PASSAGE FOR REVIEW:
We believe we have designed an executive compensation program, as described below, which encourages long-term incentive goals for our NEOs and discourages executives from taking unnecessary risks that could threaten the long-term interests of our Company. We also base our executive rewards on a variety of internal performance measures, as explained below, to avoid an over reliance on any singular indicator of performance.

Compensation Program Safeguards

 

   

Align NEO’s compensation with stockholders: We believe the best way to ensure our NEOs’ and other employees’ personal commitment to our long-term goals is to ensure that their financial rewards as stockholders will, over the long term, far outweigh any cash compensation they earn as employees. In this regard, the interests of our NEOs and our stockholders are strongly aligned. Our NEOs as a group beneficially owned approximately 6% of our outstanding Class A Common Stock as of March 8, 2022, and each NEO has made a meaningful personal investment in our stock.

 

   

Long-Term Incentive Program: Approximately 65% of our regular annual equity awards for 2021 were tied to performance-based vesting conditions based on book value and total stockholder return metrics, as described in more detail in this CD&A.

 

     

Book Value: 40% of our long-term incentive-based compensation for 2021 were tied to an increase in our book value, and not to metrics that may encourage risk-taking behavior focused on short-term results. Awards tied to an increase in book value only vest if, at the end of three years, the book value performance measure is met.

DATA SUPPLIED:
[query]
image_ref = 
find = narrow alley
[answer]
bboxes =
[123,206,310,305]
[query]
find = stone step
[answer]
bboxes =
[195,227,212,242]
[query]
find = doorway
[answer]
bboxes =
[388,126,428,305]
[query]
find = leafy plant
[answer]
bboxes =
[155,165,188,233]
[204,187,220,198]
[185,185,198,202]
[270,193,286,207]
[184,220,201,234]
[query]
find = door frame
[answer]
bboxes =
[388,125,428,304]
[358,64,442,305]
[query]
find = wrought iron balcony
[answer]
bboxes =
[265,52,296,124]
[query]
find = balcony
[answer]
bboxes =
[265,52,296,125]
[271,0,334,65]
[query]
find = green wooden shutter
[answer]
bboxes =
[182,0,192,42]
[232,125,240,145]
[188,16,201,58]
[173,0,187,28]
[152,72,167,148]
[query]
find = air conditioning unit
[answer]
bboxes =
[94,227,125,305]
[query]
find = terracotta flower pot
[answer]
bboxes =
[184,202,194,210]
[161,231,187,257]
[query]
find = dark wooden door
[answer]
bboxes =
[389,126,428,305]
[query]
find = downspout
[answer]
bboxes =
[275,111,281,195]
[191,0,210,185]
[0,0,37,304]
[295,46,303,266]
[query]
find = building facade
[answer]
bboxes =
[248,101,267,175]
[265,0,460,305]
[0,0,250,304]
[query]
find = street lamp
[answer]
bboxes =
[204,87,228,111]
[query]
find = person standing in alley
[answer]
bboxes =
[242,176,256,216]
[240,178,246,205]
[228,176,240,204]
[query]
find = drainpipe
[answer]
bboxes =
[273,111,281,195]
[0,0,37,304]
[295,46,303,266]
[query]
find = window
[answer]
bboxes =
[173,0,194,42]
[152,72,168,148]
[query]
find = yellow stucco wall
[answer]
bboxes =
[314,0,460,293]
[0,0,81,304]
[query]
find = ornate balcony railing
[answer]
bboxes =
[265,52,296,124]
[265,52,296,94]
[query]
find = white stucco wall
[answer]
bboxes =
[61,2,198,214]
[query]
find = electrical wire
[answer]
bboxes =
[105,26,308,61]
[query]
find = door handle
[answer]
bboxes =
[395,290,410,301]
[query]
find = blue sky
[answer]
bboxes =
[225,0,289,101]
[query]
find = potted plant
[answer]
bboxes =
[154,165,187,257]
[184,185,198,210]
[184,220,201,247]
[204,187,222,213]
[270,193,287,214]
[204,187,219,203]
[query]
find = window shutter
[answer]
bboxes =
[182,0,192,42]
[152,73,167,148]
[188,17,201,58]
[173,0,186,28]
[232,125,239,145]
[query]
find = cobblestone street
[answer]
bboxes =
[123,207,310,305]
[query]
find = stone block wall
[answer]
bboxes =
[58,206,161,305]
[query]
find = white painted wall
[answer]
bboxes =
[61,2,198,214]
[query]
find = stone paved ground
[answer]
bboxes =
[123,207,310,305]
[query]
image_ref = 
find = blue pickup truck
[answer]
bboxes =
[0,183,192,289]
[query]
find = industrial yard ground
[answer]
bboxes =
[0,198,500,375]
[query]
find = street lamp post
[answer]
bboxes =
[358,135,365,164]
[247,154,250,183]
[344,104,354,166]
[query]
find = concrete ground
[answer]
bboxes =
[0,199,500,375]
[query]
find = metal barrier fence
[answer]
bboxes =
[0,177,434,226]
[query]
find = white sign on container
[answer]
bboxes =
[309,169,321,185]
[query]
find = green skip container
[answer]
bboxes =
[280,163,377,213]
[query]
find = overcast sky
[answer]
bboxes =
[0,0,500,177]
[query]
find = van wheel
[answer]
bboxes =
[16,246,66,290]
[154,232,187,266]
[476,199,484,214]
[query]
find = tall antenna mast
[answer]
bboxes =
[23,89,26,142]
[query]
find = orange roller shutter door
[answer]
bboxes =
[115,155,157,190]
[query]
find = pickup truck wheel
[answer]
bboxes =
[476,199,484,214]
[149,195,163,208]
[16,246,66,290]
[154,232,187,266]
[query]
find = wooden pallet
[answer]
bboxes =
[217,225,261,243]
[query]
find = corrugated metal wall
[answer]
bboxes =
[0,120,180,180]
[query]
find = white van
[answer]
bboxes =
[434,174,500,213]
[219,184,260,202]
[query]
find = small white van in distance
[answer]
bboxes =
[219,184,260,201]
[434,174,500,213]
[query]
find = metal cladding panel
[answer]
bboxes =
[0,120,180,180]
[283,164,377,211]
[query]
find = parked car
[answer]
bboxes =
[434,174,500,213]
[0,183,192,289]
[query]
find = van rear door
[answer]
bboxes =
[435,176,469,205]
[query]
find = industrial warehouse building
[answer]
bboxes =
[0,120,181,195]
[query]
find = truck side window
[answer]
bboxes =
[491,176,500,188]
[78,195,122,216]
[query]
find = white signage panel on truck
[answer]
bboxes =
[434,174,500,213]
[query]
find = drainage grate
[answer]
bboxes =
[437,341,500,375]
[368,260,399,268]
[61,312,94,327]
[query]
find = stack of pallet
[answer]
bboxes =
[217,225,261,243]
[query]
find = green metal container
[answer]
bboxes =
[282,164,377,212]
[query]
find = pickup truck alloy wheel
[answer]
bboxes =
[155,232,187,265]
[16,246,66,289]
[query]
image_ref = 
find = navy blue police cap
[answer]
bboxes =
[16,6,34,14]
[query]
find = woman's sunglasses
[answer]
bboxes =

AIM OF THE EXERCISE:
Continue the passage on executive compensation safeguards, starting after its last sentence.

SOLVED EXERCISE:
Total Stockholder Return: 25% of our long-term incentive-based compensation for 2021 were tied to total stockholder return. Since 2012, a portion of our long-term incentive awards has been based on stockholder returns relative to a broad index. Awards tied to total stockholder returns vest at the end of three years if the performance measures are met.

 

     

Time-Based: 35% of our 2021 annual equity awards are time-based and will vest annually in three annual installments on the anniversary of the grant.

 

   

Incentive Awards are Capped: Both our short and long-term incentive opportunities are capped to avoid excessive payouts for unforeseen occurrences.

 

     

Performance-based RSUs that vest based on book value and the total stockholder return (TSR) RSUs are capped at 200% of target to limit potential payouts even in instances of superior performance.

 

     

The annual bonuses of our Chief Executive Officer and our Executive Chairman are capped at 200% of target.

As an additional safeguard, our Board of Directors also adopted a clawback policy relating to incentive compensation and anti-hedging and pledging policies as described below.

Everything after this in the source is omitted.